• Directions for this task
Please pick out and copy every line of the rows below that contains the string "shorts", matching case exactly.
##### Recorded data #####
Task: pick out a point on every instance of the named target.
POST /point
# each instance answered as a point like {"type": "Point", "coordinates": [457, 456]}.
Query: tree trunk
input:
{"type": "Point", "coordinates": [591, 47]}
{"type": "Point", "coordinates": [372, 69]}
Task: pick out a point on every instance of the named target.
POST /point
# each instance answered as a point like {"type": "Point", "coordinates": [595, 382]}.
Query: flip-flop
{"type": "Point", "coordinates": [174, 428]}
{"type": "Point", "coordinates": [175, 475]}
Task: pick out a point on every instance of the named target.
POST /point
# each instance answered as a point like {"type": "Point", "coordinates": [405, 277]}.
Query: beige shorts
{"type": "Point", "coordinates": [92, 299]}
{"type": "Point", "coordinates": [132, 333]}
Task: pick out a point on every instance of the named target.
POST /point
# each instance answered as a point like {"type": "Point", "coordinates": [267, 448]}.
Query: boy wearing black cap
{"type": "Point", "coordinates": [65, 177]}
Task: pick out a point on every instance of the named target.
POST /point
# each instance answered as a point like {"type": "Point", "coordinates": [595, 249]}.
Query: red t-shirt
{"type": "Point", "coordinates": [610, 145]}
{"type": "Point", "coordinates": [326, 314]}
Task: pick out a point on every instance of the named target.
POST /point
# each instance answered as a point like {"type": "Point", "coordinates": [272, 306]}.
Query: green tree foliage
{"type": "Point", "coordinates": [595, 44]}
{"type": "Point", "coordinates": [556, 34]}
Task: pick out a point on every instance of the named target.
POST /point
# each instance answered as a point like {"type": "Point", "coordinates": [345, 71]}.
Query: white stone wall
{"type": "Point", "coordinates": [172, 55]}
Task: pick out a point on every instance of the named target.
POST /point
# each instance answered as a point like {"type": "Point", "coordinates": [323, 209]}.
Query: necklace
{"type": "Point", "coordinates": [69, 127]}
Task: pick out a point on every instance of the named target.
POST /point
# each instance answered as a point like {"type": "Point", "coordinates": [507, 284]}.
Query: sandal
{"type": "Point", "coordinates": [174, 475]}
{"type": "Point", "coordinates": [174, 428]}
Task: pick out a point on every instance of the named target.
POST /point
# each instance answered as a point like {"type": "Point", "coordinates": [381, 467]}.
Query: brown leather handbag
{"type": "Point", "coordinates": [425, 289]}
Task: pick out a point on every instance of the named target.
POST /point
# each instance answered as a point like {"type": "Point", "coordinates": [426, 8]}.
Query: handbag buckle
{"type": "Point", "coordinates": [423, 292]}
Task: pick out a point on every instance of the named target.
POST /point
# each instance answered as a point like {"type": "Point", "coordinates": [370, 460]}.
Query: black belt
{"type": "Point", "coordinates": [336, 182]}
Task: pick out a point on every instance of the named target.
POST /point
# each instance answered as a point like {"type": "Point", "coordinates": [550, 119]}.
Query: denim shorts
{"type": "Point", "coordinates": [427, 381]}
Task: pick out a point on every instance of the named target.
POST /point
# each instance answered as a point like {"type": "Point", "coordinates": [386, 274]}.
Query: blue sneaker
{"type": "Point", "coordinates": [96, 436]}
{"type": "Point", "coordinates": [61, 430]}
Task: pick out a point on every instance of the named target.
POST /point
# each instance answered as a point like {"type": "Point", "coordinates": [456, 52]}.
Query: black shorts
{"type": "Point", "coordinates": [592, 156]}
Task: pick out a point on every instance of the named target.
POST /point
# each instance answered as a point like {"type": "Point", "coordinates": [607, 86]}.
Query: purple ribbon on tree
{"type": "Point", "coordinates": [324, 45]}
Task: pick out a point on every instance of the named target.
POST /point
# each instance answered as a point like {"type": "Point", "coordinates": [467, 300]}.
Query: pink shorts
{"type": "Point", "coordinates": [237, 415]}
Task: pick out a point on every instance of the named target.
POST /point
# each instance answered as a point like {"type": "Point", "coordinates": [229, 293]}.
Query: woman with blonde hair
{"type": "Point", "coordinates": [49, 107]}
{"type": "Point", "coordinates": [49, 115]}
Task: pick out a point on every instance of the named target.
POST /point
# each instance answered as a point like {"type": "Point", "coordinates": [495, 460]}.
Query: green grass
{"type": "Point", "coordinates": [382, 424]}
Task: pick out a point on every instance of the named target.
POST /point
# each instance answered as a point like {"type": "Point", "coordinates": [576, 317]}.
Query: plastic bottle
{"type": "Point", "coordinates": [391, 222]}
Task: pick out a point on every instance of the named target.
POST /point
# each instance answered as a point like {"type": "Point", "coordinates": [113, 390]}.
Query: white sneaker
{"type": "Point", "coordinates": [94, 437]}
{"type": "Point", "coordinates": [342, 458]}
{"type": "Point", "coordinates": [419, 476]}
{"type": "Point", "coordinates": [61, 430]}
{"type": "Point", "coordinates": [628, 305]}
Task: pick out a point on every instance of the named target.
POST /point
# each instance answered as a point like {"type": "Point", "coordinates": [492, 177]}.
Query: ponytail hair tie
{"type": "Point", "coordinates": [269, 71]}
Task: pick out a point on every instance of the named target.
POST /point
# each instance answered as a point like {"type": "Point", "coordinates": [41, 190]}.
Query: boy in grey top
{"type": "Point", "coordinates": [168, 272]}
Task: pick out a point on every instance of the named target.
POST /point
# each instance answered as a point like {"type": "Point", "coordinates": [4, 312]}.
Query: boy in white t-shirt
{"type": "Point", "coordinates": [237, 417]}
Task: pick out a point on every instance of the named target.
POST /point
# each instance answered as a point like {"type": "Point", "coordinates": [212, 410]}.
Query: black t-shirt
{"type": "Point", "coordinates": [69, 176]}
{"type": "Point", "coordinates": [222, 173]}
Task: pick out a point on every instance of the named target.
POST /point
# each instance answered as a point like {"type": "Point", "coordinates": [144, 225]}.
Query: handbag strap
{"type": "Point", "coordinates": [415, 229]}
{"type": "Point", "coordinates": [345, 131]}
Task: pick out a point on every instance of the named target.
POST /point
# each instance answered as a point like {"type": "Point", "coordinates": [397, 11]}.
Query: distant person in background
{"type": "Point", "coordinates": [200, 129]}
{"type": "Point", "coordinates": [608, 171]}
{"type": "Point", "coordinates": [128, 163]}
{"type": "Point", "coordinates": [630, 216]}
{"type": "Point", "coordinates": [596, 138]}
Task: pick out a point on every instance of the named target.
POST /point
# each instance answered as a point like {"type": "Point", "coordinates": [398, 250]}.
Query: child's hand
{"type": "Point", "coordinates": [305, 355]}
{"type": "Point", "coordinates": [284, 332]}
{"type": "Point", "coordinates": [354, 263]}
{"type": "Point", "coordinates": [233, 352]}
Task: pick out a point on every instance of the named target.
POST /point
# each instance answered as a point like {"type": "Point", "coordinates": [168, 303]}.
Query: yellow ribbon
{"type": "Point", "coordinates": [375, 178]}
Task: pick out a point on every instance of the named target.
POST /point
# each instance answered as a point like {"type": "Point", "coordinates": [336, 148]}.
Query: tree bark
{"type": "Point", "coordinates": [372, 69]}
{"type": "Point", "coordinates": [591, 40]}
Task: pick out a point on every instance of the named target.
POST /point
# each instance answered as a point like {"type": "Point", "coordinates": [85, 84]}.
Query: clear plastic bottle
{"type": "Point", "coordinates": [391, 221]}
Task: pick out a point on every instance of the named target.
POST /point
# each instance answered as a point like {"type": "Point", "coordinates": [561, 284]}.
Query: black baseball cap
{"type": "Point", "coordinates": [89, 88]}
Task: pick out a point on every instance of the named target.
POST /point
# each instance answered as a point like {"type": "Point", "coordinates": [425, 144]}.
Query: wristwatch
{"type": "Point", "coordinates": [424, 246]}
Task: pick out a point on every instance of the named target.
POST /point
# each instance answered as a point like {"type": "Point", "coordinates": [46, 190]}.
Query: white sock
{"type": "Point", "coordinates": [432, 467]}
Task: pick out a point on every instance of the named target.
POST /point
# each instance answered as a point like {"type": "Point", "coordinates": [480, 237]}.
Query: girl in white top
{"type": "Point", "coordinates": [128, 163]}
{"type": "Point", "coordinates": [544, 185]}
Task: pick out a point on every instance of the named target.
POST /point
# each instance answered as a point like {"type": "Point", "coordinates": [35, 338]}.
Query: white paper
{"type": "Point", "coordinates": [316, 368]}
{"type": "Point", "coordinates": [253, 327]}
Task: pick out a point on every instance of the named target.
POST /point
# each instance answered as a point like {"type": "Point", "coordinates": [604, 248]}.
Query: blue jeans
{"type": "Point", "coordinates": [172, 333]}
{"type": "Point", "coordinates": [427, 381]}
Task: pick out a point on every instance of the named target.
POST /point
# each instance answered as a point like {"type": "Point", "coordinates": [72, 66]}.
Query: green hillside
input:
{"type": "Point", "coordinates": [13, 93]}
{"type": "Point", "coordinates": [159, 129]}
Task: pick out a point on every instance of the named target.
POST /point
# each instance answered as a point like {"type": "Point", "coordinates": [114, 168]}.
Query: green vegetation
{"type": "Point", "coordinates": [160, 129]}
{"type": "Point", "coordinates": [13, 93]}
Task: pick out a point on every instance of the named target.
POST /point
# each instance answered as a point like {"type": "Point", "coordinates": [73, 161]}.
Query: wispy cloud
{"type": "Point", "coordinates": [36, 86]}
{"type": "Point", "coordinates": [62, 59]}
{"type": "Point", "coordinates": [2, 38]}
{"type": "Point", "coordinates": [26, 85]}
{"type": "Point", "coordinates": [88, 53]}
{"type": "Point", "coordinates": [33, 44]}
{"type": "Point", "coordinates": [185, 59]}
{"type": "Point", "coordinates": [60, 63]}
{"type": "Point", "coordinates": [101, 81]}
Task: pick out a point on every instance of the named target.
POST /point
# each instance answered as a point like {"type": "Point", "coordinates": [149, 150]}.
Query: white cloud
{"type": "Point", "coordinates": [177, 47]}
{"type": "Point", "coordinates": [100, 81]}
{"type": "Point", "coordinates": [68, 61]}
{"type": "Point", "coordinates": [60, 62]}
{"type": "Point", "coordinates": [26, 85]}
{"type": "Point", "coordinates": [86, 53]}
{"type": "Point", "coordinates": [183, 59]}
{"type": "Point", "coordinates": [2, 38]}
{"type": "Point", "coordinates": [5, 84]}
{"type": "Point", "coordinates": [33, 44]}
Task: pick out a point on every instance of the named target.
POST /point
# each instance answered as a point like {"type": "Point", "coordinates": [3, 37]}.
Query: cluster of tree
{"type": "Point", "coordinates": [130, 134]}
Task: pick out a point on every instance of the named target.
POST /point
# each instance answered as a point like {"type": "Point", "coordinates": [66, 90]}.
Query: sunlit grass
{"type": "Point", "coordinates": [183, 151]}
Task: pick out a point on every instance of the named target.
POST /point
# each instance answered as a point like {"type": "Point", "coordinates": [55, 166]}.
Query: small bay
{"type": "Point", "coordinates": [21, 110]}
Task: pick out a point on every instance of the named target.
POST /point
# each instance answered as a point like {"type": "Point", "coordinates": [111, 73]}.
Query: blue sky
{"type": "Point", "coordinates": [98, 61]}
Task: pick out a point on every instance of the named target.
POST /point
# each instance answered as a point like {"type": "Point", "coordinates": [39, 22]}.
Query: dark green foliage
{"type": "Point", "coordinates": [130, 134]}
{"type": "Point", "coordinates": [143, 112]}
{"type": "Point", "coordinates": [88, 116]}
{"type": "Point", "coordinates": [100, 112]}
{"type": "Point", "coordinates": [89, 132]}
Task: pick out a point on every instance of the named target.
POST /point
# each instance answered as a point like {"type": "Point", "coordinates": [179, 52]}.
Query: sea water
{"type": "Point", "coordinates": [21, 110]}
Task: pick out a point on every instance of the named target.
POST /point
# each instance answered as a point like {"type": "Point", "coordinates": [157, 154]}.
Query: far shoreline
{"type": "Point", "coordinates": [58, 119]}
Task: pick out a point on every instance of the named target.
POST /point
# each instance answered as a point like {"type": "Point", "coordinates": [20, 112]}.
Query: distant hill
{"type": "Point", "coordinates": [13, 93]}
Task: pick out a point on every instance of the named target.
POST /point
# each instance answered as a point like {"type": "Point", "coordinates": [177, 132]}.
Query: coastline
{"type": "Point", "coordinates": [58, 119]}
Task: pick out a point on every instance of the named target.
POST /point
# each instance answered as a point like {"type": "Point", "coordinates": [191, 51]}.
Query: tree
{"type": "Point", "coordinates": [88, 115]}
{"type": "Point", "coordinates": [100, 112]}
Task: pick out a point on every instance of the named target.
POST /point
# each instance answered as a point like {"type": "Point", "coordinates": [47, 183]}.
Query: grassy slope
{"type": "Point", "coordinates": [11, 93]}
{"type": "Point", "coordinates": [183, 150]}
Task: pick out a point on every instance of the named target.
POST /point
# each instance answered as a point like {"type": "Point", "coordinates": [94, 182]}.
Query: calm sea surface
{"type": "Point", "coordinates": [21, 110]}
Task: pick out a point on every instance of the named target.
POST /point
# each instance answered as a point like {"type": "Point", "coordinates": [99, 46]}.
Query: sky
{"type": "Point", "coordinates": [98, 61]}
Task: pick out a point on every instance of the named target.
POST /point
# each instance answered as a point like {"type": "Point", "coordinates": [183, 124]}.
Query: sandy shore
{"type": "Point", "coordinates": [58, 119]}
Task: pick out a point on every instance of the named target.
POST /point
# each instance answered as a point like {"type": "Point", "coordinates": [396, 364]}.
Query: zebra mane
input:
#####
• Correct answer
Query: beige shorts
Query: denim shorts
Query: black shorts
Query: pink shorts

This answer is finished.